>> begin DATASET RECORDS
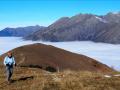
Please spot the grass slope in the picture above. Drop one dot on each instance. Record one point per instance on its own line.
(25, 78)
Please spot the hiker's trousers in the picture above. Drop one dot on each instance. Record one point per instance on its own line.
(9, 71)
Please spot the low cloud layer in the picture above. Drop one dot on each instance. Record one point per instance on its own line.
(106, 53)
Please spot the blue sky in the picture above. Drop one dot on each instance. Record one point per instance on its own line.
(15, 13)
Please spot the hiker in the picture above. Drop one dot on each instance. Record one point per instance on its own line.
(9, 61)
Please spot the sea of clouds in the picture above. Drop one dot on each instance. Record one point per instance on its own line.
(106, 53)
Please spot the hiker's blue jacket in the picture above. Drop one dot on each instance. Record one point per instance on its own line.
(9, 61)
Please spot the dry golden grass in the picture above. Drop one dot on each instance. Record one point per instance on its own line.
(37, 79)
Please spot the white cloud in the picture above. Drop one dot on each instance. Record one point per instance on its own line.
(106, 53)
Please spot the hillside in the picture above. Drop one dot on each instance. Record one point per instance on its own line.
(37, 79)
(53, 59)
(20, 31)
(82, 27)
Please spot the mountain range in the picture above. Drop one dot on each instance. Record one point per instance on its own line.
(82, 27)
(51, 58)
(20, 31)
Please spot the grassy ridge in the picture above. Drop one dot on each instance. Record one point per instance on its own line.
(36, 79)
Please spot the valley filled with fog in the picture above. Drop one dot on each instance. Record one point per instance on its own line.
(106, 53)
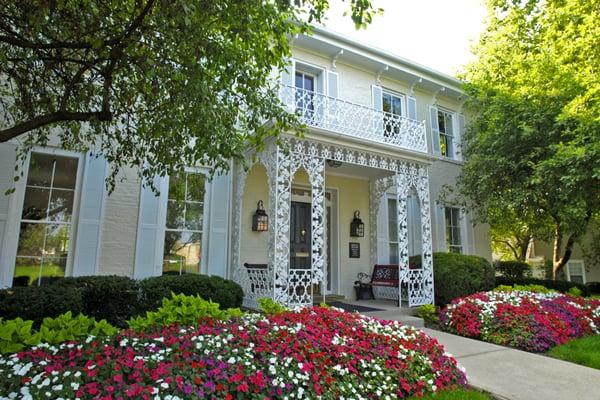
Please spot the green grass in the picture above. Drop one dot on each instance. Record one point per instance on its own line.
(584, 351)
(459, 394)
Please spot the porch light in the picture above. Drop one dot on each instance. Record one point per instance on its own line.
(260, 219)
(357, 227)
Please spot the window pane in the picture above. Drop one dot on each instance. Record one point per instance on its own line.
(175, 215)
(393, 253)
(195, 187)
(31, 239)
(392, 220)
(35, 204)
(182, 252)
(193, 216)
(65, 173)
(40, 169)
(61, 205)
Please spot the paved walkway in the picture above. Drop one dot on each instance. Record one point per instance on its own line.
(507, 373)
(518, 375)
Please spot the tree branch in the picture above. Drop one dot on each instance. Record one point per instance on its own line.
(47, 119)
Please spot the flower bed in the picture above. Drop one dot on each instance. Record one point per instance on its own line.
>> end DATASET RECORDS
TO BE DONE:
Without the pictures, print the whole listing exactly as given.

WRITTEN REPLY:
Please spot the grass slope in the picture above. Drop one dot on each instance. Record one point per instance on its own line.
(25, 78)
Please spot the hiker's trousers in the picture above. Drop one dot on each instance. Record one point per instance on its own line.
(9, 71)
Please spot the low cloud layer in the picture above. Drop one dot on each instance. Record one point per instance on its own line.
(106, 53)
Please spot the blue sky in the picture above. Drop one dot on each instance. Record one point per instance on its own line.
(15, 13)
Please spot the hiker in the picture above. Drop one dot on each instance. Record one point per instance on its own line.
(9, 61)
Please spot the sea of clouds in the picture above. Drop one dot on each instance. Record one point per instance on its own line.
(106, 53)
Please spot the hiker's blue jacket in the picture above. Drop one dot on each instance. Record one point per instance on its own line.
(9, 61)
Please spot the dry golden grass in the picture above. Drop one dot on each instance. Record one point per instance on its own line.
(37, 79)
Please spot the white cloud in the picture above. Drop one dot on each instance. Record one point per instance on its own line.
(106, 53)
Please spot the hillside in the picture above. Drop one dot on each instance. Record one point per instance on its own line.
(37, 79)
(53, 59)
(20, 31)
(82, 27)
Please spot the mountain range in the picture above. Drop one dot on each instance. Record one point per instance on its own line.
(82, 27)
(51, 58)
(20, 31)
Please spot the grassy ridge in the picture above. Drop one dot on each instance. Record one point per instance on its own line.
(36, 79)
Please spot the valley filled with fog in the picture above. Drop one dot on each instance. Record one point per instance on its own line.
(106, 53)
Please spot the green grass in the picture above. Drop one dot on each instance. Record one point per instance on its own line.
(584, 351)
(459, 394)
Please spot the porch light in the picture above. Drop one dot on each instance. Record one point per instance on its own line.
(260, 219)
(357, 227)
Please spot the window pane in the picture above. Drop one dot on each instance. Record one point per instance on its own line.
(175, 215)
(393, 253)
(195, 187)
(31, 239)
(392, 220)
(35, 204)
(182, 252)
(193, 216)
(65, 173)
(40, 169)
(61, 205)
Please spot the paved walkway in the picture above. Drop one dot on each instance. Record one point per instance on its own line.
(507, 373)
(518, 375)
Please spot the tree branch in the picture above. Drop one dot on each instance. Record one point per instance on its own line.
(47, 119)
Please spot the flower bed in the picture above. Drop one dot on each instance. Record one point per instance on its own line.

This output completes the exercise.